This is the iRODS Globus Connector.
GridFTP is a high-performance, secure, reliable data transfer protocol which provides remote access to data stores. There are many different types of data storage systems from standard file systems to arrays of magnetic tape: to allow GridFTP to be used with as many data storage systems as possible, the GridFTP can be extended, implementing an interface called Data Storage Interface (DSI).
The iRODS Globus Connector is a DSI that consists of C functions which can interact with iRODS through the iRODS C API. The main supported operations are get, put, delete, and list.
Once installed and configured, users will be able to interact with iRODS through any GridFTP client passing to it a valid iRODS path; for instance:
$ globus-url-copy -list gsiftp://develvm.cluster.cineca.it:2811/tempZone/home/myuser/
will list the content of the /tempZone/home/myuser/
iRODS collection.

### MATERIAL PROVIDED
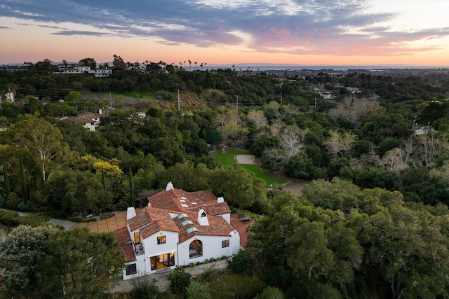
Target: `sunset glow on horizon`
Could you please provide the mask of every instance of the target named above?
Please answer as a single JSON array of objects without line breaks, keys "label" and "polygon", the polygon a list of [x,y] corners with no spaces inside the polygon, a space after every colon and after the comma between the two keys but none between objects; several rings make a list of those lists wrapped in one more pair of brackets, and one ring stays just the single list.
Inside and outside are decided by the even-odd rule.
[{"label": "sunset glow on horizon", "polygon": [[0,64],[449,67],[447,0],[91,2],[2,1]]}]

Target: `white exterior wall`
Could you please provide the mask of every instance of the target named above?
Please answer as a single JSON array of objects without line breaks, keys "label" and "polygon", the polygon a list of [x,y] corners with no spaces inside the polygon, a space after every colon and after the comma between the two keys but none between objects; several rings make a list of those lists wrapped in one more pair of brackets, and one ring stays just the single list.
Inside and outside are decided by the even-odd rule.
[{"label": "white exterior wall", "polygon": [[[165,244],[157,244],[157,237],[159,236],[166,236]],[[142,241],[144,249],[145,251],[145,268],[146,273],[149,274],[154,272],[156,270],[152,270],[151,260],[152,256],[159,256],[167,253],[174,253],[175,254],[175,266],[177,265],[177,232],[168,232],[161,230]]]},{"label": "white exterior wall", "polygon": [[236,254],[241,246],[240,246],[240,235],[239,235],[239,232],[235,230],[231,232],[230,243],[229,246],[232,248],[232,255]]},{"label": "white exterior wall", "polygon": [[224,220],[226,220],[226,222],[227,222],[228,223],[231,224],[231,214],[230,213],[226,213],[222,215],[222,217],[223,217],[224,218]]},{"label": "white exterior wall", "polygon": [[131,275],[126,275],[126,267],[125,267],[125,269],[123,269],[123,280],[138,277],[140,276],[144,276],[147,274],[145,267],[145,256],[141,254],[140,256],[136,256],[135,258],[137,259],[136,261],[127,263],[126,265],[135,263],[137,273]]},{"label": "white exterior wall", "polygon": [[92,123],[87,123],[84,124],[84,127],[86,129],[89,129],[89,130],[91,131],[95,131],[95,125],[94,124],[93,124]]},{"label": "white exterior wall", "polygon": [[[231,233],[234,236],[234,234]],[[180,244],[177,246],[177,263],[179,265],[187,265],[191,263],[203,262],[206,259],[217,258],[222,256],[231,256],[237,253],[235,251],[235,242],[240,249],[240,237],[236,234],[238,239],[232,236],[194,236],[188,240]],[[198,239],[203,243],[203,256],[190,258],[189,247],[190,243]],[[229,246],[222,248],[222,241],[229,240]]]}]

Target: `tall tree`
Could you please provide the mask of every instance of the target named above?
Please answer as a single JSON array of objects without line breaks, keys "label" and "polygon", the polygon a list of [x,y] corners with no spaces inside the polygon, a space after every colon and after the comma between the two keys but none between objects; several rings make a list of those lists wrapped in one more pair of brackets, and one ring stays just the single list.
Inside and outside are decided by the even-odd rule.
[{"label": "tall tree", "polygon": [[120,279],[125,260],[112,232],[58,231],[46,242],[39,266],[42,298],[98,298]]},{"label": "tall tree", "polygon": [[45,242],[57,229],[53,226],[20,225],[0,242],[1,286],[6,295],[32,298],[37,285],[39,262],[46,253]]},{"label": "tall tree", "polygon": [[42,118],[22,120],[7,134],[7,143],[22,146],[34,160],[43,181],[46,181],[63,165],[74,160],[74,153],[62,141],[59,130]]},{"label": "tall tree", "polygon": [[23,166],[23,156],[20,156],[20,186],[22,186],[22,199],[24,203],[28,201],[28,195],[27,194],[27,181],[25,179],[25,172]]}]

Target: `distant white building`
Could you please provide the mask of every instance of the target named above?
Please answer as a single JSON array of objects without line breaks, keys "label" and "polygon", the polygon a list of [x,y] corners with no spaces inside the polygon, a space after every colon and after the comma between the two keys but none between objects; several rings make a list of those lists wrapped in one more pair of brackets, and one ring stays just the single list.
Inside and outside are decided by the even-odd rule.
[{"label": "distant white building", "polygon": [[210,191],[167,188],[148,197],[148,207],[128,209],[126,226],[114,231],[126,260],[123,279],[205,260],[231,256],[240,236],[231,210]]}]

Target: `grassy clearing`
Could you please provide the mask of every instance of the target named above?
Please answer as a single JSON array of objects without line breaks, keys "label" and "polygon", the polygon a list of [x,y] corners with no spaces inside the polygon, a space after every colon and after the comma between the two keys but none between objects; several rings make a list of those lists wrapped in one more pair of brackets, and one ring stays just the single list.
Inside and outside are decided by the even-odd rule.
[{"label": "grassy clearing", "polygon": [[[218,153],[213,155],[213,159],[217,163],[221,162],[224,166],[231,167],[236,162],[235,156],[237,155],[248,155],[250,153],[245,151],[235,151],[230,150],[226,153]],[[241,164],[241,167],[248,172],[252,172],[255,176],[261,179],[265,182],[265,185],[269,186],[269,185],[280,186],[283,185],[286,181],[279,177],[272,176],[262,168],[260,166],[253,164]]]}]

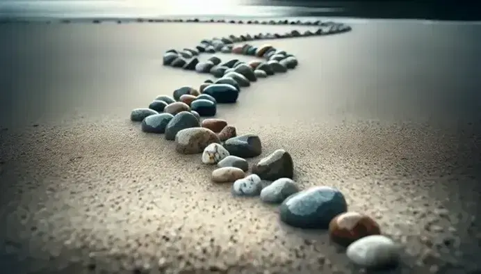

### DESCRIPTION OF THE TASK
Copy out the passage on the iRODS Globus Connector above, word for word and in full.

### TASK RESULT
This is the iRODS Globus Connector.
GridFTP is a high-performance, secure, reliable data transfer protocol which provides remote access to data stores. There are many different types of data storage systems from standard file systems to arrays of magnetic tape: to allow GridFTP to be used with as many data storage systems as possible, the GridFTP can be extended, implementing an interface called Data Storage Interface (DSI).
The iRODS Globus Connector is a DSI that consists of C functions which can interact with iRODS through the iRODS C API. The main supported operations are get, put, delete, and list.
Once installed and configured, users will be able to interact with iRODS through any GridFTP client passing to it a valid iRODS path; for instance:
$ globus-url-copy -list gsiftp://develvm.cluster.cineca.it:2811/tempZone/home/myuser/
will list the content of the /tempZone/home/myuser/
iRODS collection.